He’d play six more seasons in Italy, five with Hockey Club Fassa and his final one with Renon. Having received his Italian citizenship, he was chosen and played for the Italian National Team.
“You don’t play professionally for nearly 20 years overseas without being real good,” said Dana Barbin ’11, whose own career took him to Europe in the 1980s. “Anybody I ever ran into overseas, when Mark’s named was mentioned, they always commented what a great player he was.”
Undersized but speedy, Stuckey was a scorer wherever he played, at times finishing with more goals than former and future NHL players who were in his league, like Mark Pavelich, Jacques Lemaire and Jari Kurri.
“He was an outstanding skater-fast, strong with great stick skills and very determined,” said Barbin. “His slap shot was outstanding and was renowned for his sweep-check, something you no longer see in hockey.”
After a 10-year stint coaching professionally in Italy and Germany, Stuckey turned to another sport – golf, which he’s been teaching for 15 years.
Steve Shirreffs
Steve Shirreffs played five seasons of pro hockey, including two in the AHL, but he got his start in the Upper Valley, playing on some terrific Hanover High School teams in the early 1990s.
An offensive defenseman, with excellent size and leadership skills, Shirreffs led the Marauders to state championships in his junior and senior seasons, 1992-93 and 1993-94. As a junior he posted 4-19-23 point totals and was a plus-59.
One of his biggest plays came in the waning seconds of the championship game against Concord. He stopped a clearing pass at the blue line and set up a play that tied the game; the Marauders won in double-overtime.
That championship helped insert Hanover into the conversation about the state’s top programs. Over a 14-year span, the Marauders would take home the state title five times.
“He played his best games in the biggest games against the toughest competition,” said longtime Hanover coach Dick Dodds. “He was a positive influence everywhere he went and never had a bad word to say about anyone.”
As a senior, Shirreffs upped his totals to 11-30-41 and plus-81, earning All-State honors. He prepped for a year at Hotchkiss, winning a New England title, getting drafted by the Calgary Flames and paving his way to Princeton, where he developed into one of the top defensemen in the NCAA.
He was named an All-American and first-team All-ECAC as a junior, when he was the second-highest scoring defenseman in the nation and the Tigers won the league crown and made their first-ever NCAA tournament appearance. He currently ranks fifth all-time at Princeton in defenseman scoring (16-48-64).
“I never had an easier guy to coach,” said former Princeton coach Don “Toot” Cahoon. “He was the consummate team player. No one worked harder or listened better…His graduating class was probably the best in Princeton hockey history.”
With his NHL rights traded to the Washington Capitals, Shirreffs started his pro career in the fall of 1999 with their AHL affiliate, the Portland Pirates, playing in 44 games. From there he moved on to Europe, playing three seasons in the Finnish Elite League around one more stint in the AHL/ECHL.
A student of the game, a positive influence on teams he touched, and a great ambassador for hockey from New Hampshire.
Andre St. Laurent
Andre ‘Tinou’ St. Laurent
Attended the Parochial School systems where he started playing ice hockey at the age of 7 as a goaltender. Tinou then played junior hockey for the Richmond Flyers of Windsor, PQ, where he was a major factor in their winning the Eastern Township Cup and were Provincial Finalist in 1963.

§ **THE TASK**
Answer these questions from the hockey profiles:
(a) How many seasons did Stuckey play with Hockey Club Fassa?
(b) Which team did Hanover face in the championship game that the Marauders won in double-overtime?
(c) What junior team did St. Laurent play for?

(Excerpts of location labeling data)
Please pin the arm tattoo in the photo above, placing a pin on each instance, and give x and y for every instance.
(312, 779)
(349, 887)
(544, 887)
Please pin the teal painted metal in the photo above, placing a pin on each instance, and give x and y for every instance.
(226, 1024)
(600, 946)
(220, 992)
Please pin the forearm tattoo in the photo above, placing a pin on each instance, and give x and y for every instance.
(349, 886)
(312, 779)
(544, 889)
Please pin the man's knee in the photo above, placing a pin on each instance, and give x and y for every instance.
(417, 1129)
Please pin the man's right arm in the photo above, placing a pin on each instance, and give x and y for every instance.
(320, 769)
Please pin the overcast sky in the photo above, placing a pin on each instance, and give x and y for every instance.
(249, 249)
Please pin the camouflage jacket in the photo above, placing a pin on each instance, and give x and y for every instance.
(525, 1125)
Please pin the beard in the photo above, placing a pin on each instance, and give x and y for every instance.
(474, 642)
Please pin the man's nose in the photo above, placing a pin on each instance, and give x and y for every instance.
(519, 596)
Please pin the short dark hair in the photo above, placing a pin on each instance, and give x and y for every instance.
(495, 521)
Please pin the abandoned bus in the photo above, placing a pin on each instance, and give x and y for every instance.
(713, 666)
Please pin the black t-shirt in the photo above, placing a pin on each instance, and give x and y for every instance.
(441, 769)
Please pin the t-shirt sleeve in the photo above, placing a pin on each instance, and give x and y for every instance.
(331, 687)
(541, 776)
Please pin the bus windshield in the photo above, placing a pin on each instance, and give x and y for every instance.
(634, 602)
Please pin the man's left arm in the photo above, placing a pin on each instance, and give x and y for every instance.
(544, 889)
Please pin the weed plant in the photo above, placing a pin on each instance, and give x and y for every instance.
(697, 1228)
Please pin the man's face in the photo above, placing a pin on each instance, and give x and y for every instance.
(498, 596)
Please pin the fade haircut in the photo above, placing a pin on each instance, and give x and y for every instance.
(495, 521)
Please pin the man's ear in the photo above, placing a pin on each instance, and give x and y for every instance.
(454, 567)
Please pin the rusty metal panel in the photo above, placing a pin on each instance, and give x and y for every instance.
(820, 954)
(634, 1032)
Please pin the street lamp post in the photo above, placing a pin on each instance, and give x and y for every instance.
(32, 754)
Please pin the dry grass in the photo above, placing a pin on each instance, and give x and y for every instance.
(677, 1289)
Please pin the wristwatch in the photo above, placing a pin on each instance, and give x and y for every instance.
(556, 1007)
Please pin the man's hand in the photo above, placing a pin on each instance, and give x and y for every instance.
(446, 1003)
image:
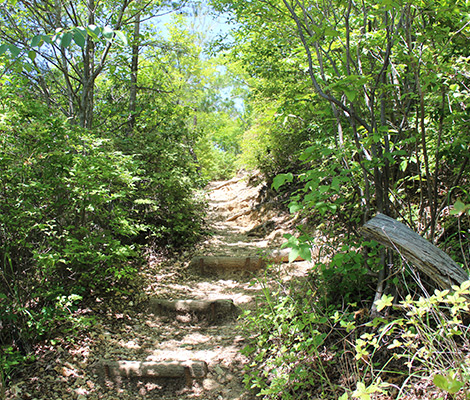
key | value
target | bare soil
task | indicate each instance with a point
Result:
(125, 328)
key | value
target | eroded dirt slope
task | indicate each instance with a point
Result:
(129, 329)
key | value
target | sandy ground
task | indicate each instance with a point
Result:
(127, 329)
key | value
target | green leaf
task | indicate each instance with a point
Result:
(294, 207)
(350, 94)
(122, 37)
(459, 208)
(36, 41)
(280, 179)
(108, 33)
(447, 383)
(385, 301)
(294, 253)
(79, 37)
(15, 51)
(66, 39)
(93, 31)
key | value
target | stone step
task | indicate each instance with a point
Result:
(115, 371)
(210, 310)
(217, 265)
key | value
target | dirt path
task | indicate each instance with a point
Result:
(150, 329)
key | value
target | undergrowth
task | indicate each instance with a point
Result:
(303, 347)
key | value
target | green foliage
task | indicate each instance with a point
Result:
(428, 336)
(289, 335)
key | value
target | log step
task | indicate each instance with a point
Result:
(213, 265)
(222, 264)
(213, 310)
(189, 370)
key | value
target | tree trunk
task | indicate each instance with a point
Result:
(134, 70)
(429, 259)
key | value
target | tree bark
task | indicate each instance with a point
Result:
(429, 259)
(134, 71)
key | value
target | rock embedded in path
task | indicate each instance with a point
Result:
(213, 310)
(189, 370)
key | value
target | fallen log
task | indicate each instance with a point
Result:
(429, 259)
(212, 309)
(188, 370)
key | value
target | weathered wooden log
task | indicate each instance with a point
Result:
(239, 214)
(429, 259)
(281, 256)
(216, 264)
(189, 370)
(212, 309)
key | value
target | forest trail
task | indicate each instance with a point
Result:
(181, 338)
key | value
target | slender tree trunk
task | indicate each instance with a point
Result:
(88, 78)
(134, 69)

§ **WRITTEN SOLUTION**
(a) Five seasons.
(b) Concord.
(c) The Richmond Flyers of Windsor, PQ.